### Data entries
== Segment start ==

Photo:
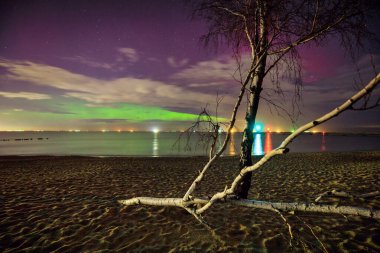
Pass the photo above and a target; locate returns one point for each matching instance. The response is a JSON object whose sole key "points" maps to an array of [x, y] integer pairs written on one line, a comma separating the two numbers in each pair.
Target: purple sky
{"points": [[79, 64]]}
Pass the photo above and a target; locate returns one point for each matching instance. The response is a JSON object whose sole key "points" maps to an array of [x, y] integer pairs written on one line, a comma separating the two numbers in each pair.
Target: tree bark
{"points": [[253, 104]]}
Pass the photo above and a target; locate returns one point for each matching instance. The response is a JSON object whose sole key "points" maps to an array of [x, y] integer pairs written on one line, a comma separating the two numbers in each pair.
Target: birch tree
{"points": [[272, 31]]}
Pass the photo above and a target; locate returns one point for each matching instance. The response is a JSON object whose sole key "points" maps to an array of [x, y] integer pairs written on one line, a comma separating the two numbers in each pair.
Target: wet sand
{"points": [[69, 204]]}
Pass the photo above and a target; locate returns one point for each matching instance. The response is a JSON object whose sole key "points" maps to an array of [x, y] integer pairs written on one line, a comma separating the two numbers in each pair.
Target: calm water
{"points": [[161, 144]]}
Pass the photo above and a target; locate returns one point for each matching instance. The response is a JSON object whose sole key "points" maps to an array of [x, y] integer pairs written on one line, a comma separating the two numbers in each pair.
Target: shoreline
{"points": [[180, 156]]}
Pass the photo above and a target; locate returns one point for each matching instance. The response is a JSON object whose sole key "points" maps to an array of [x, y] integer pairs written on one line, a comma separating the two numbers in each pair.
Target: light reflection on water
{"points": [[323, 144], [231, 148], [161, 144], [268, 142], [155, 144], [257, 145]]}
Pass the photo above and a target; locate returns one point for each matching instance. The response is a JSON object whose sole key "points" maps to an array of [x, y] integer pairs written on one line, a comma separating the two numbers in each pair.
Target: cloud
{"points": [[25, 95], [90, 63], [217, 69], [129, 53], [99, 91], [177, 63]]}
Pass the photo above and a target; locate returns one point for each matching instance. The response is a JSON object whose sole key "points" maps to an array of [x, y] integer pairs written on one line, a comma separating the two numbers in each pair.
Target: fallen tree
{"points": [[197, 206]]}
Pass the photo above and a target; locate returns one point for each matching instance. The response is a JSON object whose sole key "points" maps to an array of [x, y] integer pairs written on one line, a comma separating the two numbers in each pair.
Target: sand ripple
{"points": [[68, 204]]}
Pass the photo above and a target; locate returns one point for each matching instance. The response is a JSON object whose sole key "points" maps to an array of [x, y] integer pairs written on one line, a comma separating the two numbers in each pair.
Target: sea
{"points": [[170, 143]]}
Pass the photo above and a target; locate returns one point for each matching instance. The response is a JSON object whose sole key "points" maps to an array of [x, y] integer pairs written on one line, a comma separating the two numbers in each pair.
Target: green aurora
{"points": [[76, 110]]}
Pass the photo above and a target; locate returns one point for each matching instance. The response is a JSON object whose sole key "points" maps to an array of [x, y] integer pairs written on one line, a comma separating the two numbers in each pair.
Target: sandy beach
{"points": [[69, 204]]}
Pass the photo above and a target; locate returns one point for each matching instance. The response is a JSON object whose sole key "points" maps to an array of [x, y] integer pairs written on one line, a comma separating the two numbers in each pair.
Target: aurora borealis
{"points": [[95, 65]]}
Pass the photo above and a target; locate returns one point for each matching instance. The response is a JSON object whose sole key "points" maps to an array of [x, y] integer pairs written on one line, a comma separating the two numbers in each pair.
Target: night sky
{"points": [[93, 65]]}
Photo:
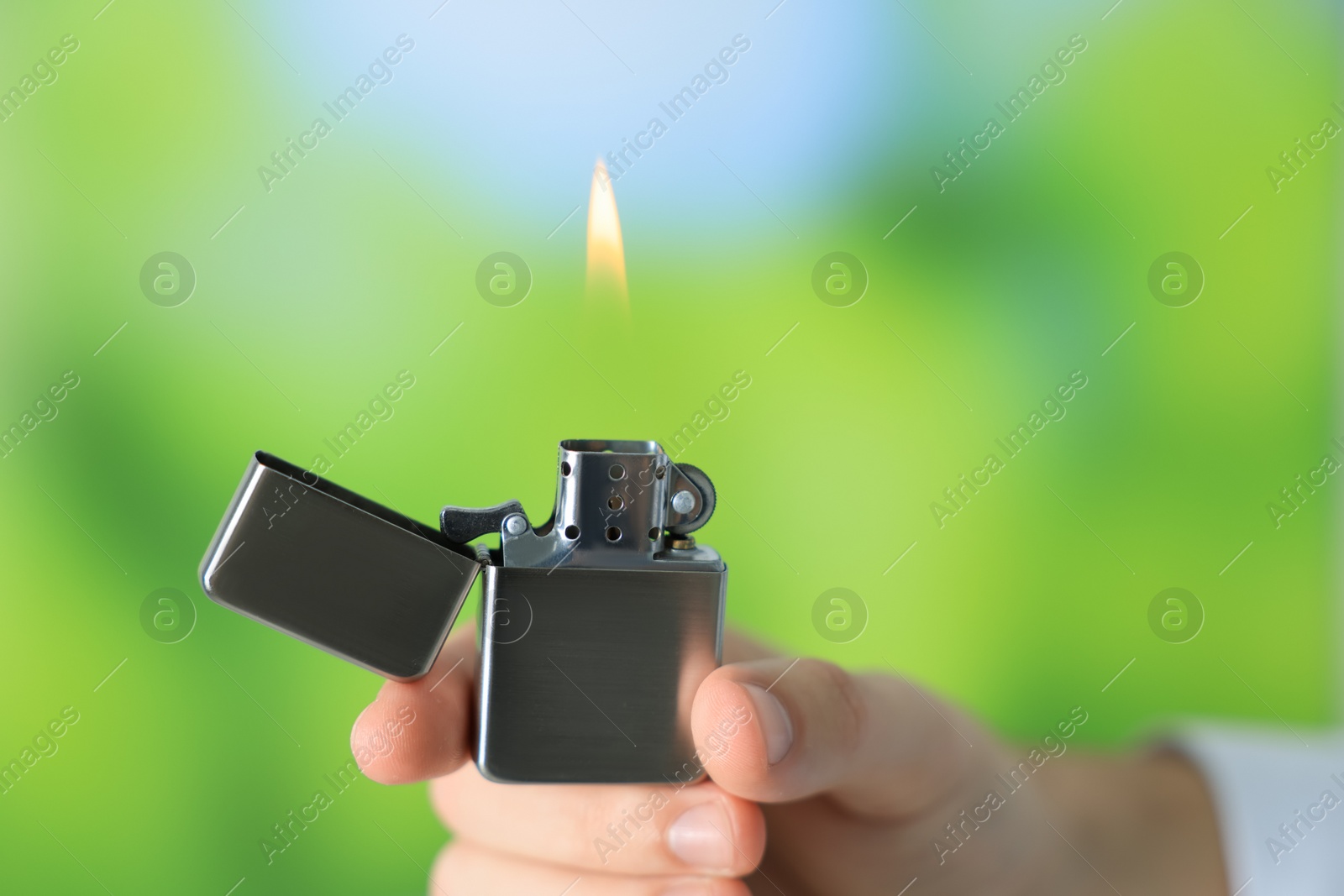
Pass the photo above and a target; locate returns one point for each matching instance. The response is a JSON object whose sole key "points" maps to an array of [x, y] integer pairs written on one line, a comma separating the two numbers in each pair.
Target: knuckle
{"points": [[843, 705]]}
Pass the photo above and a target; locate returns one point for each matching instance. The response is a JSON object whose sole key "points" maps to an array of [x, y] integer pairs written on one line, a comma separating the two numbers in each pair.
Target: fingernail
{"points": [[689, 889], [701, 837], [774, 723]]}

== Segment end ==

### Task statement
Each line above should be written out again unchanged; no images are to be carried over.

### Output for this exercise
Photo:
Pass the photo above and a target; locate returns one point for each matching instance. The response is a JSON object whose sole key "points" maps to an array of [x, y] integer pairs written on one line, a comma separating the two numbers in each pair.
Target: purple sky
{"points": [[79, 64]]}
Pass the photo above and a target; locate returns one point for each matching instance. The response is a JSON object whose sole key "points" maps to an array of [x, y] integer pairs written on one line, a comma separating the two numbers in each pair.
Target: tree bark
{"points": [[253, 104]]}
Pass the photo above and a target; locate returns one point for each matching instance. The response is a JSON object whose sole key "points" maps to an array of [x, y] integer pairs written on one line, a comma separating the two numbers in each pair.
Target: birch tree
{"points": [[272, 31]]}
Pass the photo above and a target; locate returns one point for each matching instance. The response is a JSON object whose sole key "points" maps to an array of [x, y] integer pairs written on one line, a comma separating the two numbers in each pair.
Target: wet sand
{"points": [[69, 204]]}
Pass the photo above and a target; locate returns one point for each matching instance. The response is a JSON object whose sole key "points" maps to an array of [x, y] integer pairs written on one line, a comma separating the two numbers in each pair.
Target: calm water
{"points": [[161, 144]]}
Pass the photo above and a target; locate returns one point for each matching instance. The response is a JSON object whose sole key "points" maps to an array of [x, y] integer pairs written on one line, a comma separating the two numbers in each pair.
Target: shoreline
{"points": [[180, 156]]}
Pass the photo above and a target; locate returns one point for each matching instance. The response is a JSON object whose sole key "points" maps to an array of [x, y] integer pairs written on one line, a comma separating the two numbers in each pair.
Target: light reflection on water
{"points": [[323, 144], [231, 148], [161, 144], [268, 142], [155, 144], [257, 145]]}
Pass the photo above and a target; locate returns one point for each matching instance. The response is a JSON object whose sole key "points" maps to an array of [x, y] integer pairs written on one line, a comma separating the two numbers in each pair.
Target: cloud
{"points": [[25, 95], [90, 63], [217, 69], [129, 53], [99, 91], [177, 63]]}
Pass the photo above and a target; locate returns one point for each matching instance. The response is a JSON object whose sole key "points" maps to an array of [x, y] integer pairs written on one line, a comma separating the two numbers in each pair.
Target: fallen tree
{"points": [[197, 206]]}
Pass the photo above and a target; locate returns one point for each matching instance. The response is a JSON object whose sole key "points" maps to an array of [x, y] integer pairs written on one line, a comma separating the two numbers in each pair.
Target: sand ripple
{"points": [[68, 204]]}
Pass the photo above and a target; locate returns one point for each matching instance. The response is a JSON object whose sole key "points" maps to an array of [x, y] integer pairs written on one line, a comma separating the two numbers in each pair.
Target: sea
{"points": [[170, 143]]}
Pass the photo above and a target; locate returns one point for each matching instance. The response is a JSON object whose sole key "points" maps to an array of [x, y] integer pairs written on one line, a comma separating the two numbers in each pair.
Target: green aurora
{"points": [[76, 110]]}
Pass the photo above and a target; locate returns one point for each matching instance. The response is a JSON object whose sole key "points" maps to an array of [x, y] integer pairs written on one line, a comma separating the two numbers in each pair.
Target: sandy beach
{"points": [[69, 204]]}
Pass the photo above and a target; locate returns one point for each matching instance. The response is a JSON object whose sole key "points" maps to an array of [x, y] integer pairs written on one line, a comma separating the two numbers in each pair.
Target: aurora borealis
{"points": [[95, 65]]}
Pass the photo above and a target; locate returns one point for each matching instance. The response is a JSON object whose sole key "points" maps to an array of [x, y] integer pairs written on one line, a comma separating the two numbers in each pair.
Target: night sky
{"points": [[93, 65]]}
Photo:
Pass the photo above and a target; locate returns one point for each matching instance. The response is a JSON object whose sole key "points" maps to an array of [x, y] integer pairs written on one line, a comma separating the two numbers in each pair.
Target: knuckle
{"points": [[843, 705]]}
Pass the photo above and a target; locate returns one point for each matching instance. The response is a JSON object whose sole key "points" maps to an array of [x, y] integer pairs written on one line, a comma separating the two numbers in each pair.
Target: fingernail
{"points": [[689, 889], [701, 837], [774, 723]]}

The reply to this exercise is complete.